**Directive:** Copy each line exactly. Drop every picture.

**Listed entries:**
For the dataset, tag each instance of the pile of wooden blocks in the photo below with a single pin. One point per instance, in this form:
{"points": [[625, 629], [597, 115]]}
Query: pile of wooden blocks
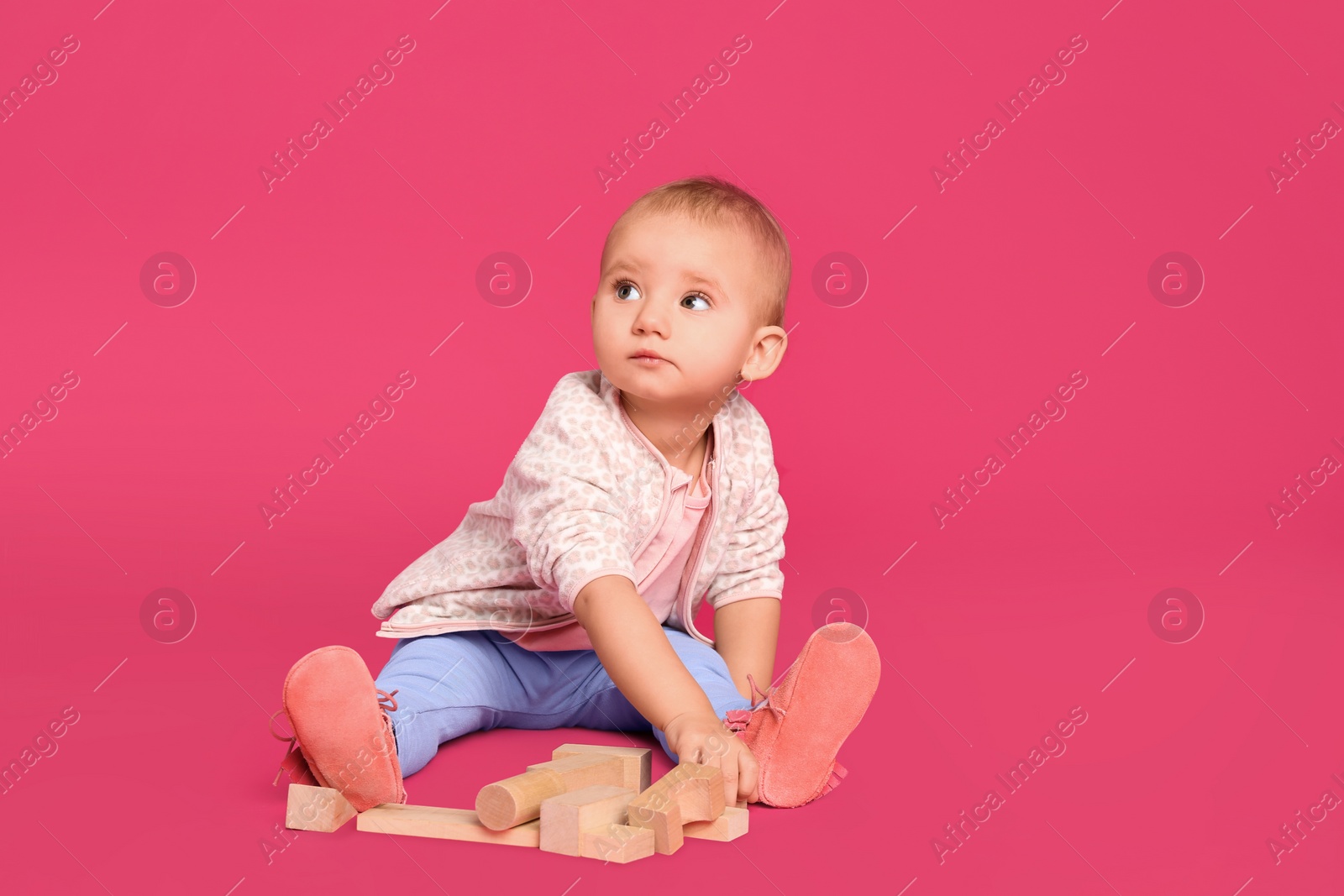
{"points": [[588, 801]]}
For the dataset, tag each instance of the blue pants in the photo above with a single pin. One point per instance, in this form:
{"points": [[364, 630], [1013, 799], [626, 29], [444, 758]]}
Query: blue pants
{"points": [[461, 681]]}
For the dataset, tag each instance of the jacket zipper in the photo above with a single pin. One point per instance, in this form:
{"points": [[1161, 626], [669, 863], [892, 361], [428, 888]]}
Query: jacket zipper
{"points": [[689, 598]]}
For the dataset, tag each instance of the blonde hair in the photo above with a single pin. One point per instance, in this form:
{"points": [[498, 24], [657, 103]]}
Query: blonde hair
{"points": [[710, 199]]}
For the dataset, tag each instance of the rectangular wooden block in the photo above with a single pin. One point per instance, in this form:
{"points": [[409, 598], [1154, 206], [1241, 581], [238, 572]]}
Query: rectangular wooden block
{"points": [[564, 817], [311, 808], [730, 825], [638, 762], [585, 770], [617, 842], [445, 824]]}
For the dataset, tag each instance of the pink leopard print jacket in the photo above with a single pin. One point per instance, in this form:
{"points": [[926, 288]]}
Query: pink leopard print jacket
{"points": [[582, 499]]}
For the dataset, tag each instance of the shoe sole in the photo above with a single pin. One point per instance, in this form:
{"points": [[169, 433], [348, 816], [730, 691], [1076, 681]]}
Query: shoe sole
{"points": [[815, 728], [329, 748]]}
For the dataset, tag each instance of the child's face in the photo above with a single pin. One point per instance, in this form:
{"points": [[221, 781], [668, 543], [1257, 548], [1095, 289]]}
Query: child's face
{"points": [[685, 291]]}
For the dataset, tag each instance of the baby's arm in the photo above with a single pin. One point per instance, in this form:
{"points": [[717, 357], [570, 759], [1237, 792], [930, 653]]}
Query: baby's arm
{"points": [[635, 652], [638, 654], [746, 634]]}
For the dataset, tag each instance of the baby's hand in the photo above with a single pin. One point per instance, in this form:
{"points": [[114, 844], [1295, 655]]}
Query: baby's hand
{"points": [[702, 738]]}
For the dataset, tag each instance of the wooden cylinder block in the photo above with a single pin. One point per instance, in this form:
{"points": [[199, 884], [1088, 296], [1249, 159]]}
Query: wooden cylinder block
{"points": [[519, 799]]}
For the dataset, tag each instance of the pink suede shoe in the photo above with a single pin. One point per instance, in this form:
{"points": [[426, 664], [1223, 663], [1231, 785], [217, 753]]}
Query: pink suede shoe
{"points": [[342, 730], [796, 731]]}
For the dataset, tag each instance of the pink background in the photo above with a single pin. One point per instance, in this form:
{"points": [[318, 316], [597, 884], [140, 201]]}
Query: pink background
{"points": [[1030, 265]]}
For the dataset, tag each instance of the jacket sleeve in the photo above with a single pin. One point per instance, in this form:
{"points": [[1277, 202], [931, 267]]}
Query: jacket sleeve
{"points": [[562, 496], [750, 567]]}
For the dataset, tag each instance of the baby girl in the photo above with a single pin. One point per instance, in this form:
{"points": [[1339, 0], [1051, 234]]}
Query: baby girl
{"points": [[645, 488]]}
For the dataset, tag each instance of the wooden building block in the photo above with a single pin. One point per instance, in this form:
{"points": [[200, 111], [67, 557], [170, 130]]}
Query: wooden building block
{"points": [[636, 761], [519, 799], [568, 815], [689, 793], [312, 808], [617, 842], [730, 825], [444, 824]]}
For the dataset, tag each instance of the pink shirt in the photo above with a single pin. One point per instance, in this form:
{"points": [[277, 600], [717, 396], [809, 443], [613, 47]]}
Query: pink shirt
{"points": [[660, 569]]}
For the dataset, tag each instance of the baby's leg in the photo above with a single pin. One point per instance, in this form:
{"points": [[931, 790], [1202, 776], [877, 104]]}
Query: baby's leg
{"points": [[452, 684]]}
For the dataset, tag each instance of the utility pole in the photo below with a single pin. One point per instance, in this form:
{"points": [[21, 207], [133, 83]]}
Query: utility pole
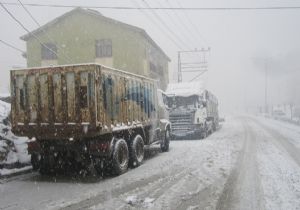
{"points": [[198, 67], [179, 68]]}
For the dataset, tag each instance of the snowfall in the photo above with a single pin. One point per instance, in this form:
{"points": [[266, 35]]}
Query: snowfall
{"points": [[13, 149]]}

**Response to this exercise:**
For the dataset, tag each instance of the pile of wooden blocks in the photo below with a single pin. One point per instance, in this form:
{"points": [[625, 629], [597, 115]]}
Query: pile of wooden blocks
{"points": [[588, 801]]}
For the dataset, tag each instance of the blue pants in the photo above with a single pin. One point per instance, in this form:
{"points": [[364, 630], [1013, 799], [626, 29], [444, 758]]}
Query: blue pants
{"points": [[461, 681]]}
For the dataset, tag each instance of the jacket zipper in the photo above with a single pin. One point per instance, in this form:
{"points": [[1161, 626], [669, 863], [892, 361], [428, 888]]}
Query: jacket zipper
{"points": [[689, 598]]}
For the dataset, tag each instance of the blonde hair in the photo above with a single pin. One point per instance, in this form:
{"points": [[498, 24], [657, 103]]}
Query: blonde hair
{"points": [[710, 199]]}
For the dataset, tag each instance of the rectangular wooden block in the photo above with a single pin. One point per instance, in this form:
{"points": [[409, 598], [1154, 206], [1241, 581], [238, 572]]}
Query: rectangular wooden block
{"points": [[564, 817], [311, 808], [730, 825], [638, 762], [585, 770], [617, 842], [445, 824]]}
For the dataset, tag each instance of the pink leopard print jacket in the photo above with a single pin. One point per instance, in this form:
{"points": [[926, 288]]}
Query: pink leopard print jacket
{"points": [[582, 499]]}
For the dataset, tag each instance of the shoe sole in the photo above with a single pin. One point per instance, in this form:
{"points": [[169, 433], [348, 816], [730, 691], [1076, 681]]}
Query: shoe sole
{"points": [[815, 728], [329, 748]]}
For the dataset, tag each instance of the child's face in the photo above with a single pin. One point per instance, in this form:
{"points": [[221, 781], [668, 543], [1257, 548], [1095, 289]]}
Query: child's face
{"points": [[685, 291]]}
For the dataset, tag each instance of the baby's arm in the photo above with a single pin. One point per instance, in this form:
{"points": [[717, 357], [570, 759], [1237, 792], [930, 653]]}
Query: baby's arm
{"points": [[635, 652], [638, 654], [746, 634]]}
For the dataset, tag each instance of the baby's hand in the photo above with a single pin. One point per instance, in this form:
{"points": [[114, 844], [1295, 655]]}
Query: baby's hand
{"points": [[702, 738]]}
For the dataset, tag each instance of the wooden cylinder block in the photo above with a single pin. One point per instance, in this form:
{"points": [[199, 884], [1088, 296], [1249, 159]]}
Query: wooden cylinder block
{"points": [[519, 799]]}
For the dataset, tag each instance of the pink suede shoe in the photo above with a single pin. One point per instance, in this form:
{"points": [[426, 664], [1223, 663], [1231, 785], [217, 753]]}
Query: pink suede shoe
{"points": [[342, 730], [796, 731]]}
For the dataset, tag each instance of the pink background in the photo above with a single pin. One point per instance, in this form:
{"points": [[318, 316], [597, 884], [140, 201]]}
Query: pink background
{"points": [[1030, 265]]}
For the dataset, tag each instance of the jacket sleeve in the photo above with a single pin. One point per instance, in this form:
{"points": [[1277, 202], [931, 267]]}
Query: jacket sleeve
{"points": [[562, 496], [750, 567]]}
For the dataset, tag each instance of the baby girl in the photo above with a single pin. One point per instance, in this form:
{"points": [[1339, 0], [1051, 234]]}
Query: baby girl
{"points": [[645, 488]]}
For the dataset, tag each instance of the wooden building block in the photo above with a single pin. One point per instance, in this form:
{"points": [[200, 111], [67, 557], [170, 130]]}
Query: wooden building block
{"points": [[636, 761], [519, 799], [568, 815], [689, 793], [312, 808], [617, 842], [730, 825], [444, 824]]}
For the dataset, tag each instance of the pink shirt in the photo above with a single pin. One point per instance, in this form:
{"points": [[277, 600], [717, 396], [809, 443], [613, 47]]}
Query: pink shirt
{"points": [[660, 569]]}
For the dataset, tag each instance of the baby's leg in the photo above with a single pin. One point per instance, in this form:
{"points": [[931, 790], [1202, 776], [877, 104]]}
Query: baby's leg
{"points": [[452, 684]]}
For the dataset, tag each instance of the utility pole in the photo below with a single pin. One point per instance, in this form:
{"points": [[21, 207], [133, 83]]}
Query: utility pole
{"points": [[198, 67], [179, 68]]}
For the dataset, tag each instance of the snowfall in the photo above with a single pin. One point per instance, in this form:
{"points": [[266, 35]]}
Query: snowfall
{"points": [[13, 149]]}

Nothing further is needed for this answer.